DATA SUPPLIED:
>>>

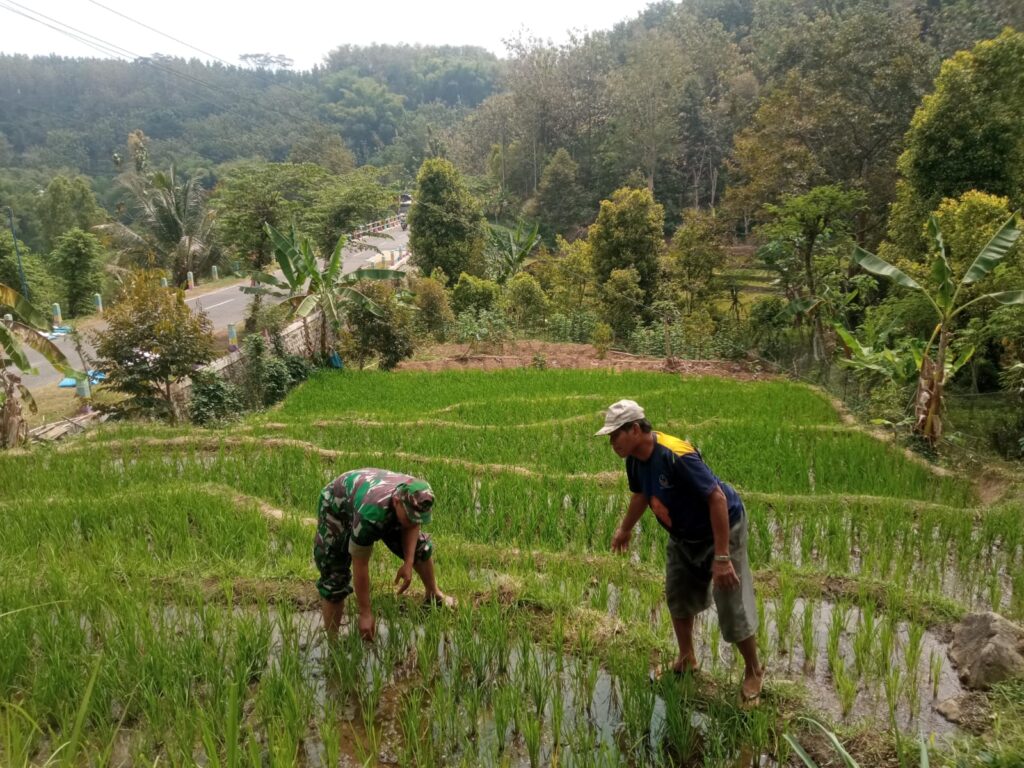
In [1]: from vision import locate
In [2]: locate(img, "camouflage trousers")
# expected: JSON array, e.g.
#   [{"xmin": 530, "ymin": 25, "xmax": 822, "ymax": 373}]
[{"xmin": 313, "ymin": 482, "xmax": 434, "ymax": 603}]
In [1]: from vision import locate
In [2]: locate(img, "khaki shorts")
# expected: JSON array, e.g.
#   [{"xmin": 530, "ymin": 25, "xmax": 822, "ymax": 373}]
[{"xmin": 665, "ymin": 510, "xmax": 758, "ymax": 643}]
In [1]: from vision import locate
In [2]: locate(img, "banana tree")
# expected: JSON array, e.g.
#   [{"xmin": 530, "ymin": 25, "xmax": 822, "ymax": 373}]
[
  {"xmin": 0, "ymin": 284, "xmax": 84, "ymax": 447},
  {"xmin": 243, "ymin": 223, "xmax": 406, "ymax": 359},
  {"xmin": 853, "ymin": 212, "xmax": 1024, "ymax": 446},
  {"xmin": 488, "ymin": 220, "xmax": 541, "ymax": 285}
]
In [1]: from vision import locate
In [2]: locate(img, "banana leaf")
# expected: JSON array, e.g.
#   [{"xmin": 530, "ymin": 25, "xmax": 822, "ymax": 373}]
[
  {"xmin": 953, "ymin": 291, "xmax": 1024, "ymax": 317},
  {"xmin": 338, "ymin": 287, "xmax": 382, "ymax": 317},
  {"xmin": 295, "ymin": 293, "xmax": 319, "ymax": 317},
  {"xmin": 784, "ymin": 298, "xmax": 821, "ymax": 317},
  {"xmin": 928, "ymin": 215, "xmax": 956, "ymax": 312},
  {"xmin": 0, "ymin": 322, "xmax": 79, "ymax": 379},
  {"xmin": 961, "ymin": 213, "xmax": 1021, "ymax": 286},
  {"xmin": 853, "ymin": 246, "xmax": 924, "ymax": 291}
]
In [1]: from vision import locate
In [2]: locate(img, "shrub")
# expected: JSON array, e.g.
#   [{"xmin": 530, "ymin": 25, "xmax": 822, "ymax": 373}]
[
  {"xmin": 548, "ymin": 309, "xmax": 598, "ymax": 344},
  {"xmin": 188, "ymin": 371, "xmax": 242, "ymax": 426},
  {"xmin": 593, "ymin": 323, "xmax": 615, "ymax": 360},
  {"xmin": 263, "ymin": 355, "xmax": 292, "ymax": 406},
  {"xmin": 452, "ymin": 272, "xmax": 502, "ymax": 314},
  {"xmin": 413, "ymin": 270, "xmax": 455, "ymax": 342},
  {"xmin": 92, "ymin": 270, "xmax": 214, "ymax": 421}
]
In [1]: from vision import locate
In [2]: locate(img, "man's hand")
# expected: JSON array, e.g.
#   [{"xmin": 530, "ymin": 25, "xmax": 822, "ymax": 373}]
[
  {"xmin": 611, "ymin": 525, "xmax": 633, "ymax": 552},
  {"xmin": 394, "ymin": 562, "xmax": 413, "ymax": 595},
  {"xmin": 711, "ymin": 560, "xmax": 739, "ymax": 590},
  {"xmin": 359, "ymin": 612, "xmax": 377, "ymax": 643}
]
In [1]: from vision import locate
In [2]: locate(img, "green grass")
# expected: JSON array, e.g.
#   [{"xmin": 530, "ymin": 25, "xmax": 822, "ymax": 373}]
[{"xmin": 0, "ymin": 371, "xmax": 1011, "ymax": 767}]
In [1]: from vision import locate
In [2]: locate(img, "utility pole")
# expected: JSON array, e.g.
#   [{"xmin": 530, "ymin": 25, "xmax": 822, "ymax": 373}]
[{"xmin": 4, "ymin": 206, "xmax": 32, "ymax": 301}]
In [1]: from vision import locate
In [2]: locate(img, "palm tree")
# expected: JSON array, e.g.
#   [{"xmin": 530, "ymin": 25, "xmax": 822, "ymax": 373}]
[
  {"xmin": 95, "ymin": 165, "xmax": 214, "ymax": 285},
  {"xmin": 0, "ymin": 284, "xmax": 84, "ymax": 447},
  {"xmin": 242, "ymin": 223, "xmax": 406, "ymax": 359},
  {"xmin": 853, "ymin": 212, "xmax": 1024, "ymax": 446},
  {"xmin": 487, "ymin": 221, "xmax": 541, "ymax": 285}
]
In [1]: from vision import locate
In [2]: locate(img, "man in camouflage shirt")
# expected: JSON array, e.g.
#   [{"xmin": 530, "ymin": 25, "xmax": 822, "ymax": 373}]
[{"xmin": 313, "ymin": 469, "xmax": 455, "ymax": 640}]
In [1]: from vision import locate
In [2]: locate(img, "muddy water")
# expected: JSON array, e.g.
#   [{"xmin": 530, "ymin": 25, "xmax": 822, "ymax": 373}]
[{"xmin": 652, "ymin": 599, "xmax": 965, "ymax": 736}]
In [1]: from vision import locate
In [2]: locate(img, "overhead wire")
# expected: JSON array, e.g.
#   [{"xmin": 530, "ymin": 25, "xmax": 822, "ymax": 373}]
[
  {"xmin": 0, "ymin": 0, "xmax": 311, "ymax": 128},
  {"xmin": 89, "ymin": 0, "xmax": 305, "ymax": 96}
]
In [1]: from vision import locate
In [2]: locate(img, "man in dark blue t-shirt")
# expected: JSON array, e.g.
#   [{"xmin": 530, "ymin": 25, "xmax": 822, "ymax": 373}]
[{"xmin": 596, "ymin": 400, "xmax": 763, "ymax": 700}]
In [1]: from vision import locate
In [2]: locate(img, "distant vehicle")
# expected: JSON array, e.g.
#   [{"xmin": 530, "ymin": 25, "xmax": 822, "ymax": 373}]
[{"xmin": 398, "ymin": 193, "xmax": 413, "ymax": 229}]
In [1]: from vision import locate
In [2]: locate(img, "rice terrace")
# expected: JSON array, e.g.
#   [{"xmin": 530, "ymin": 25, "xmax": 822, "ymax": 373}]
[{"xmin": 0, "ymin": 369, "xmax": 1024, "ymax": 766}]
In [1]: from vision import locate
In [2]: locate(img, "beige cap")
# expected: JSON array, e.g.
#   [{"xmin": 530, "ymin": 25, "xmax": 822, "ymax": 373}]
[{"xmin": 594, "ymin": 400, "xmax": 647, "ymax": 437}]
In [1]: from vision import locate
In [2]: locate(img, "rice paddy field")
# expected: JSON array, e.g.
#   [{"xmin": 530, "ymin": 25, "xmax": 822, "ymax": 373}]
[{"xmin": 0, "ymin": 370, "xmax": 1024, "ymax": 768}]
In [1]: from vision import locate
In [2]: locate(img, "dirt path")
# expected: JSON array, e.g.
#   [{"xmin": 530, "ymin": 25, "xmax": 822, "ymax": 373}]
[{"xmin": 397, "ymin": 341, "xmax": 775, "ymax": 381}]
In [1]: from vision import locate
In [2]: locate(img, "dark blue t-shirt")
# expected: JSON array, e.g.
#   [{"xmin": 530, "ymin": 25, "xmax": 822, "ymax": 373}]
[{"xmin": 626, "ymin": 432, "xmax": 743, "ymax": 542}]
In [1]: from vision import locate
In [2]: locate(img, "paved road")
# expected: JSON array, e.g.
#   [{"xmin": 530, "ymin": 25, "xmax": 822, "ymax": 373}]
[{"xmin": 24, "ymin": 227, "xmax": 409, "ymax": 390}]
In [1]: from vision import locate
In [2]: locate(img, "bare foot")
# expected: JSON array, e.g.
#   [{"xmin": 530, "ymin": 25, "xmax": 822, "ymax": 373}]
[
  {"xmin": 423, "ymin": 590, "xmax": 459, "ymax": 608},
  {"xmin": 672, "ymin": 655, "xmax": 697, "ymax": 675},
  {"xmin": 654, "ymin": 656, "xmax": 697, "ymax": 680},
  {"xmin": 739, "ymin": 667, "xmax": 765, "ymax": 702}
]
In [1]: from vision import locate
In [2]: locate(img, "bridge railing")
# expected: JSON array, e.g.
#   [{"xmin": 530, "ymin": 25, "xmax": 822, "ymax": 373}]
[{"xmin": 352, "ymin": 216, "xmax": 400, "ymax": 240}]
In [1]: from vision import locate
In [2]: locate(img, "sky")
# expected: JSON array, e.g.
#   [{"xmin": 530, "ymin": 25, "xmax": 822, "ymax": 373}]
[{"xmin": 0, "ymin": 0, "xmax": 650, "ymax": 70}]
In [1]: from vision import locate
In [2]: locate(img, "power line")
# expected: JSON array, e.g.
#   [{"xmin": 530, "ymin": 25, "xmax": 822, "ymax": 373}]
[
  {"xmin": 0, "ymin": 0, "xmax": 309, "ymax": 123},
  {"xmin": 89, "ymin": 0, "xmax": 234, "ymax": 67},
  {"xmin": 89, "ymin": 0, "xmax": 305, "ymax": 96}
]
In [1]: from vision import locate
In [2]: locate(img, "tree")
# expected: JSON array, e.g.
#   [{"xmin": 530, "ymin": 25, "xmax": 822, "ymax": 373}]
[
  {"xmin": 487, "ymin": 220, "xmax": 541, "ymax": 286},
  {"xmin": 666, "ymin": 209, "xmax": 725, "ymax": 314},
  {"xmin": 536, "ymin": 147, "xmax": 583, "ymax": 236},
  {"xmin": 50, "ymin": 227, "xmax": 105, "ymax": 317},
  {"xmin": 505, "ymin": 272, "xmax": 551, "ymax": 329},
  {"xmin": 610, "ymin": 29, "xmax": 690, "ymax": 194},
  {"xmin": 342, "ymin": 283, "xmax": 414, "ymax": 371},
  {"xmin": 0, "ymin": 284, "xmax": 76, "ymax": 447},
  {"xmin": 758, "ymin": 184, "xmax": 864, "ymax": 360},
  {"xmin": 587, "ymin": 187, "xmax": 665, "ymax": 303},
  {"xmin": 853, "ymin": 213, "xmax": 1024, "ymax": 446},
  {"xmin": 38, "ymin": 176, "xmax": 103, "ymax": 253},
  {"xmin": 210, "ymin": 163, "xmax": 330, "ymax": 269},
  {"xmin": 92, "ymin": 269, "xmax": 216, "ymax": 422},
  {"xmin": 728, "ymin": 7, "xmax": 937, "ymax": 242},
  {"xmin": 452, "ymin": 272, "xmax": 502, "ymax": 314},
  {"xmin": 323, "ymin": 72, "xmax": 403, "ymax": 163},
  {"xmin": 409, "ymin": 158, "xmax": 484, "ymax": 274},
  {"xmin": 880, "ymin": 30, "xmax": 1024, "ymax": 260},
  {"xmin": 96, "ymin": 166, "xmax": 214, "ymax": 286},
  {"xmin": 413, "ymin": 278, "xmax": 455, "ymax": 342},
  {"xmin": 0, "ymin": 227, "xmax": 63, "ymax": 313},
  {"xmin": 303, "ymin": 166, "xmax": 394, "ymax": 253},
  {"xmin": 601, "ymin": 266, "xmax": 644, "ymax": 340},
  {"xmin": 288, "ymin": 124, "xmax": 355, "ymax": 173},
  {"xmin": 251, "ymin": 224, "xmax": 406, "ymax": 359}
]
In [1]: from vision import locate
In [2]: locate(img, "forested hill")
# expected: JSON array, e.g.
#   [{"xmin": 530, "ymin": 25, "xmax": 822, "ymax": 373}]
[
  {"xmin": 0, "ymin": 0, "xmax": 1024, "ymax": 243},
  {"xmin": 0, "ymin": 46, "xmax": 498, "ymax": 175}
]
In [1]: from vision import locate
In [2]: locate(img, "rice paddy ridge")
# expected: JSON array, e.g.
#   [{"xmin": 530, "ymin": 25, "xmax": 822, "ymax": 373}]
[{"xmin": 0, "ymin": 372, "xmax": 1024, "ymax": 768}]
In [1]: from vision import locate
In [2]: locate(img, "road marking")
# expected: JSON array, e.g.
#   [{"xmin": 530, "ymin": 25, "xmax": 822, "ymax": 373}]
[
  {"xmin": 185, "ymin": 281, "xmax": 246, "ymax": 304},
  {"xmin": 200, "ymin": 297, "xmax": 234, "ymax": 311}
]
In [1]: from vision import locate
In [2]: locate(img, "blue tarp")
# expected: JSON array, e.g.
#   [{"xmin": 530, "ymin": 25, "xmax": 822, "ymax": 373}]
[{"xmin": 57, "ymin": 371, "xmax": 106, "ymax": 389}]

<<<

From the rows above, keep only the lines that contain the string "paddy". Treat uppercase and lowercase as different.

In [2]: locate(img, "rice paddy field")
In [2]: locate(img, "rice paddy ridge")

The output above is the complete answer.